● REQUIRED WORK:
Every entry should be given again exactly, with nothing dropped.

● MATERIAL PROVIDED:

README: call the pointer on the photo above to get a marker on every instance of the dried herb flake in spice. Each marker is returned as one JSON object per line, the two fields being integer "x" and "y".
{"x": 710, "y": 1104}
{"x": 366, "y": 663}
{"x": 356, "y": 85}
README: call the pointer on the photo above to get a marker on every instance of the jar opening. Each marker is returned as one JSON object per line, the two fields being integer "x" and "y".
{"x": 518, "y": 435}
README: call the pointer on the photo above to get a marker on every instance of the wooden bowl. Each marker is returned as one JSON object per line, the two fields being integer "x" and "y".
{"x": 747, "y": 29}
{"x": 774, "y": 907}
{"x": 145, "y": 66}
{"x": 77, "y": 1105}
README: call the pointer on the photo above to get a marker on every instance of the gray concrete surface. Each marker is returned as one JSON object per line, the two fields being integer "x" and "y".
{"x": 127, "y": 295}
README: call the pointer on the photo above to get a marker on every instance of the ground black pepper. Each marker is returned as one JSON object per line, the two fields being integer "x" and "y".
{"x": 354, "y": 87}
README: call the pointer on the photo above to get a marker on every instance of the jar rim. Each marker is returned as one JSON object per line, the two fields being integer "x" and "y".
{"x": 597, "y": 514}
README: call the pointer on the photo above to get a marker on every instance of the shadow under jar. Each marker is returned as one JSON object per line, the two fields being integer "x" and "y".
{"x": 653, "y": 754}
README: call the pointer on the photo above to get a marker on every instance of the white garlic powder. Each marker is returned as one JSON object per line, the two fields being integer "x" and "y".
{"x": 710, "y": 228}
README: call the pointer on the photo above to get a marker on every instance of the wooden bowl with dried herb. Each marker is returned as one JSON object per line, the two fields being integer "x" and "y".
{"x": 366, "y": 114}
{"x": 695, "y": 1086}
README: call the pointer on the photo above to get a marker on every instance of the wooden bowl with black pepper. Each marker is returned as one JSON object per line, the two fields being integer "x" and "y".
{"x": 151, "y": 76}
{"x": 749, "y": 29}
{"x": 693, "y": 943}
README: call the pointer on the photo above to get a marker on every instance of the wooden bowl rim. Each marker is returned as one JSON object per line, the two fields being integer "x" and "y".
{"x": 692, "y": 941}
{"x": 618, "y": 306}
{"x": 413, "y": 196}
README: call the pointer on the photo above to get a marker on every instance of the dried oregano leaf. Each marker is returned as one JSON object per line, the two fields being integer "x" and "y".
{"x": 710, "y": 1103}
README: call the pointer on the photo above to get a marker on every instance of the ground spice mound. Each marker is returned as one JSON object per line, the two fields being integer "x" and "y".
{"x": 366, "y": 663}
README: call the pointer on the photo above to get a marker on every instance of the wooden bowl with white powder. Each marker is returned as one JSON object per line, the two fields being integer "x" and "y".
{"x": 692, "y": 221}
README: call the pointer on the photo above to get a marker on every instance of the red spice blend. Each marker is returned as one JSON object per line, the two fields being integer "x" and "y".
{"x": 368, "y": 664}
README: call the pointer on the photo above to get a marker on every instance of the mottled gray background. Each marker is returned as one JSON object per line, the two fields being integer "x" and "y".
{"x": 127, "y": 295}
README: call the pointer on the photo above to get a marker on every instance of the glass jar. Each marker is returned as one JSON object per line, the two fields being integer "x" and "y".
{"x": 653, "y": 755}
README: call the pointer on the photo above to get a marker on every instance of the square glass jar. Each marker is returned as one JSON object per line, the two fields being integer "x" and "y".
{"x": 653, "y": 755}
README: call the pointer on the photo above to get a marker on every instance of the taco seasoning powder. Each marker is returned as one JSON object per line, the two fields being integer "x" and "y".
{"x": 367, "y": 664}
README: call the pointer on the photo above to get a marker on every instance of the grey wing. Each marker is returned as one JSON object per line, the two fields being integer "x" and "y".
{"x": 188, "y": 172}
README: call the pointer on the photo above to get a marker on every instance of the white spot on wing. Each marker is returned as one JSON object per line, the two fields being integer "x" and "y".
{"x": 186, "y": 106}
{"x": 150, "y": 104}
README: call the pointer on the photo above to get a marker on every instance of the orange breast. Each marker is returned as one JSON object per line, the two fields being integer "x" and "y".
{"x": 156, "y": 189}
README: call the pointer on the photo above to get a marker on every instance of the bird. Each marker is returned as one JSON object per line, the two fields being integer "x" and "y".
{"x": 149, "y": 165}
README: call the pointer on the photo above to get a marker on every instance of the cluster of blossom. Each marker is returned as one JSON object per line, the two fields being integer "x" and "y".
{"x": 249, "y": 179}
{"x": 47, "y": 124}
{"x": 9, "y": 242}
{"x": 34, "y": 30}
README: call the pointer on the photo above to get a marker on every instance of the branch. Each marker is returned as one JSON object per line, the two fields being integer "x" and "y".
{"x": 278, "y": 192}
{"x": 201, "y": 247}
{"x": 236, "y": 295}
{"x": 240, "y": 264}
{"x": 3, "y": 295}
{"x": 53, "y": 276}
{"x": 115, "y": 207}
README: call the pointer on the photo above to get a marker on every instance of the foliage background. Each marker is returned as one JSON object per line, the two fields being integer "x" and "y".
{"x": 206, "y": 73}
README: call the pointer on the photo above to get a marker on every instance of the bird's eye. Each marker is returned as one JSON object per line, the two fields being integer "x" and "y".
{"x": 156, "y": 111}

● ANSWER SECTION:
README: call the pointer on the photo above to get a marker on every instance of the dried herb flake in spice. Each marker is returned as one JSON object per line, the two fields being integer "x" and "y".
{"x": 710, "y": 1104}
{"x": 366, "y": 663}
{"x": 356, "y": 85}
README: call the pointer on the photo above to get a marker on every instance of the jar opening. Each marker is returned as one JSON object per line, the two fields being integer "x" and "y".
{"x": 518, "y": 435}
README: call the pointer on the photo above to get a marker on every instance of the wooden bowl. Each marker is returned as one JSON object per line, the two fields being integer "x" and "y".
{"x": 747, "y": 29}
{"x": 774, "y": 907}
{"x": 145, "y": 66}
{"x": 77, "y": 1105}
README: call the pointer on the photo above to get a marker on every instance of the gray concrete surface. Each marker is returned as one JSON object per line, the two fields being integer "x" and "y".
{"x": 127, "y": 295}
README: call the pointer on the photo above to get a marker on every instance of the ground black pepper. Each marker is returned as one JSON object per line, the two fields being integer "x" and "y".
{"x": 354, "y": 87}
README: call the pointer on the photo above to get a marker on every instance of the jar rim. Each marker is returned as one JSON object per line, the two fields being integer "x" and "y".
{"x": 597, "y": 514}
README: call the pointer on the photo above to get a marker on every instance of the shadow under jar. Each marker is returned as one JSON object per line, the two fields being integer "x" and "y".
{"x": 653, "y": 754}
README: call the pointer on the photo above to get a marker on every instance of the white garlic powder. Each marker is returned as one JSON object per line, the two fields being integer "x" and "y".
{"x": 710, "y": 228}
README: call the pointer on the photo above to get a marker on every instance of the wooden bowl with dried herb. Each marker is returned as one JSON object per line, the two fields being integer "x" and "y".
{"x": 366, "y": 114}
{"x": 695, "y": 1086}
README: call the pointer on the photo above to get a marker on every instance of the wooden bowl with black pepper. Each marker is returned as one JSON object per line, the two fields being integer "x" and "y".
{"x": 151, "y": 76}
{"x": 749, "y": 29}
{"x": 693, "y": 943}
README: call the pointer on the photo above to get a marker on every instance of the wooden bowl rim. Each marker is returned as one JSON object per line, the two fields being integer "x" and "y".
{"x": 692, "y": 941}
{"x": 618, "y": 306}
{"x": 413, "y": 196}
README: call the pointer on the photo above to get a marker on every instance of the dried oregano leaf. Each marker is returned as one JSON object per line, the two fields being integer "x" and "y".
{"x": 710, "y": 1103}
README: call the pointer on the photo above to get a marker on every instance of the ground spice mound. Each marker is returned as one JSON object per line, the two fields being integer "x" and "y".
{"x": 366, "y": 663}
README: call the pointer on the photo above to get a marker on every instance of the wooden bowl with white powder. Each marker is returned as one JSON object per line, the two fields being integer "x" and "y".
{"x": 692, "y": 221}
README: call the pointer on the photo above to get a marker on every instance of the red spice blend. Each marker is returned as one JSON object per line, the two fields being integer "x" and "y".
{"x": 368, "y": 664}
README: call the pointer on the photo above to get a marker on every instance of the mottled gray background. Each marker is returned as one JSON object per line, the two fields being integer "x" and "y".
{"x": 127, "y": 295}
README: call the pointer on the photo above to get a marker on every instance of the glass jar. Each marker is returned as one JSON object per line, the two fields being integer "x" and "y".
{"x": 653, "y": 755}
README: call the pointer on the photo above to get a marker on every instance of the square glass jar. Each marker is returned as one JSON object per line, the two fields being integer "x" and "y".
{"x": 653, "y": 755}
README: call the pointer on the photo above to get a marker on every instance of the taco seasoning powder. Each marker is returned as one JSON object per line, the two fields being integer "x" and "y".
{"x": 367, "y": 664}
README: call the pointer on the photo above to get a marker on every instance of the grey wing. Each marker is returned as one JSON object per line, the two fields being integer "x" and "y".
{"x": 188, "y": 172}
README: call the pointer on the photo above to get a marker on every instance of the white spot on wing. Each marker is returned as one JSON object per line, the two fields being integer "x" and "y".
{"x": 186, "y": 106}
{"x": 150, "y": 104}
README: call the pointer on the photo above to get a marker on every instance of the orange breast. Each marker is returned as one JSON object per line, the two fields being integer "x" and "y".
{"x": 156, "y": 189}
README: call the pointer on the photo above to get a marker on every instance of the bird. Each marker is returned as one JSON object per line, the two fields being integer "x" and "y".
{"x": 149, "y": 165}
README: call the pointer on the photo above to get a marker on every instance of the cluster of blossom. Each marker is returned as one JSON object per line, the two fields being integer "x" and "y".
{"x": 249, "y": 179}
{"x": 47, "y": 124}
{"x": 9, "y": 242}
{"x": 34, "y": 30}
README: call the pointer on the photo above to get a marker on every instance of the branch. Each marker is returned as one JSON object per line, the two fields being integer "x" and "y".
{"x": 278, "y": 192}
{"x": 201, "y": 247}
{"x": 236, "y": 295}
{"x": 240, "y": 264}
{"x": 3, "y": 295}
{"x": 53, "y": 276}
{"x": 115, "y": 207}
README: call the pointer on the photo above to get a marker on every instance of the foliage background. Each marker is returned as one JSON object per line, the two fields being integer "x" and "y".
{"x": 206, "y": 73}
README: call the pointer on the photo above to get a marker on every instance of the bird's eye. Each marker is returned as one JSON object per line, the two fields being integer "x" and "y".
{"x": 156, "y": 111}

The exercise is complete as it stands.